**Goal:** Lay out every line of the data below as a numbered list, omitting blank lines.

**Record extracts:**
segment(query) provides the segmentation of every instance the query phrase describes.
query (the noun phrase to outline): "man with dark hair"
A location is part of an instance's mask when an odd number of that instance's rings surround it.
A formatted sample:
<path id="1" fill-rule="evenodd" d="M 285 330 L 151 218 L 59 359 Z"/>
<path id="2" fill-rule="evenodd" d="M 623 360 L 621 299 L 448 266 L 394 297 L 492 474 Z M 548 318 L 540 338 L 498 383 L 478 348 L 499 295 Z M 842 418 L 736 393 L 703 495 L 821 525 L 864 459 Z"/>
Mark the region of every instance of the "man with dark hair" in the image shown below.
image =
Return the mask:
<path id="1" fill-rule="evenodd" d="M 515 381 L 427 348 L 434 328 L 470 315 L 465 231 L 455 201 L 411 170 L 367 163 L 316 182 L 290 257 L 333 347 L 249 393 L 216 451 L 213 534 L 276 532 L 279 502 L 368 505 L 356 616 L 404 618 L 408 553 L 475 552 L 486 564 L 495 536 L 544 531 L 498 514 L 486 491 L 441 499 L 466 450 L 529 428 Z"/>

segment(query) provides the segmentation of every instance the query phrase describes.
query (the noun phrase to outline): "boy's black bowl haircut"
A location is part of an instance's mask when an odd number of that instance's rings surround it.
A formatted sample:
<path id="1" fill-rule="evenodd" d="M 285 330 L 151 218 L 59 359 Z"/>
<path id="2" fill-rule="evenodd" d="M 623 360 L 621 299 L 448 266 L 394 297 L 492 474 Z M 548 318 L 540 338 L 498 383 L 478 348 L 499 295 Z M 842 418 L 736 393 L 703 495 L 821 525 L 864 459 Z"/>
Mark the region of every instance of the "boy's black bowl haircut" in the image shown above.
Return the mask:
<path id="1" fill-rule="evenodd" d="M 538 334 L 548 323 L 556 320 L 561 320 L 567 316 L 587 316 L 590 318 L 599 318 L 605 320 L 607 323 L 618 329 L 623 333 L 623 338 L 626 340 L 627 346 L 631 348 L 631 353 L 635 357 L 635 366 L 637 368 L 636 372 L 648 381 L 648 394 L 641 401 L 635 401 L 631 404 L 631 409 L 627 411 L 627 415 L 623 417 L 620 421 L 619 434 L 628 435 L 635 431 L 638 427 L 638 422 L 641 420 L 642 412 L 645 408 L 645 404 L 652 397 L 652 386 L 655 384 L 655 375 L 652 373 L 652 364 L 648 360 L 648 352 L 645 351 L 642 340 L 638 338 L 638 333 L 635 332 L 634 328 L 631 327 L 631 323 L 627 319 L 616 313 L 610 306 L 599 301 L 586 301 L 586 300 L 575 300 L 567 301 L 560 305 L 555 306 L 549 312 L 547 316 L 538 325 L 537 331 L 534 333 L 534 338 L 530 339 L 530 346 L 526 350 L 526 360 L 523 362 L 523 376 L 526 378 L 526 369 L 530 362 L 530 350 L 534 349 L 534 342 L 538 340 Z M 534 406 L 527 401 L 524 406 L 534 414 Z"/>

**Solution to this problem:**
1. segment(query) provides the segmentation of every instance the query phrase describes.
2. query (the noun phrase to outline): "man with dark hair"
3. A location is part of an instance's mask when an odd number of that instance's rings surround it.
4. A formatted sample:
5. <path id="1" fill-rule="evenodd" d="M 285 330 L 151 218 L 59 359 Z"/>
6. <path id="2" fill-rule="evenodd" d="M 623 360 L 621 299 L 448 266 L 394 297 L 492 474 Z M 548 318 L 540 338 L 498 383 L 478 348 L 499 295 Z M 842 418 L 736 393 L 703 495 L 821 525 L 864 459 Z"/>
7. Mark the region of every instance of the "man with dark hair" in the image shown below.
8. image =
9. Return the mask:
10. <path id="1" fill-rule="evenodd" d="M 515 381 L 427 348 L 434 328 L 470 315 L 465 231 L 455 201 L 411 170 L 367 163 L 316 182 L 290 257 L 333 347 L 249 393 L 216 451 L 213 534 L 276 532 L 279 502 L 368 505 L 356 616 L 404 618 L 408 553 L 475 552 L 486 564 L 495 536 L 544 531 L 498 514 L 486 491 L 441 499 L 466 450 L 529 428 Z"/>
11. segment(query) provides the segmentation of every instance the query phrase describes.
12. query (the noun phrase to outline): "boy's black bowl haircut"
13. A location is part of an instance's mask when an odd number of that instance's rings surround it.
14. A formatted sample:
15. <path id="1" fill-rule="evenodd" d="M 285 330 L 151 218 L 59 359 Z"/>
16. <path id="2" fill-rule="evenodd" d="M 623 360 L 621 299 L 448 266 L 394 297 L 492 474 Z M 548 318 L 540 338 L 498 383 L 478 348 L 499 295 Z M 842 418 L 736 393 L 703 495 L 821 525 L 864 459 Z"/>
17. Mark the region of every instance of the "boy's black bowl haircut" in the image shown above.
18. Return the mask:
19. <path id="1" fill-rule="evenodd" d="M 538 334 L 548 323 L 556 320 L 561 320 L 567 316 L 587 316 L 590 318 L 599 318 L 605 320 L 607 323 L 618 329 L 623 333 L 623 338 L 626 340 L 627 346 L 631 348 L 631 353 L 635 357 L 635 366 L 637 368 L 636 372 L 648 381 L 648 394 L 641 401 L 635 401 L 631 404 L 631 409 L 627 411 L 627 415 L 623 417 L 620 421 L 619 434 L 628 435 L 635 431 L 638 427 L 638 422 L 641 420 L 642 412 L 645 408 L 645 404 L 652 397 L 652 386 L 655 384 L 655 375 L 652 373 L 652 364 L 648 360 L 648 352 L 645 351 L 642 340 L 638 338 L 638 333 L 635 332 L 634 328 L 631 327 L 631 323 L 627 319 L 616 313 L 610 306 L 599 301 L 586 301 L 586 300 L 575 300 L 567 301 L 560 305 L 555 306 L 549 312 L 547 316 L 538 325 L 537 331 L 534 333 L 534 338 L 530 339 L 530 346 L 526 350 L 526 360 L 523 362 L 523 376 L 526 378 L 526 369 L 530 362 L 530 350 L 534 349 L 534 342 L 538 340 Z M 534 406 L 527 401 L 524 406 L 534 414 Z"/>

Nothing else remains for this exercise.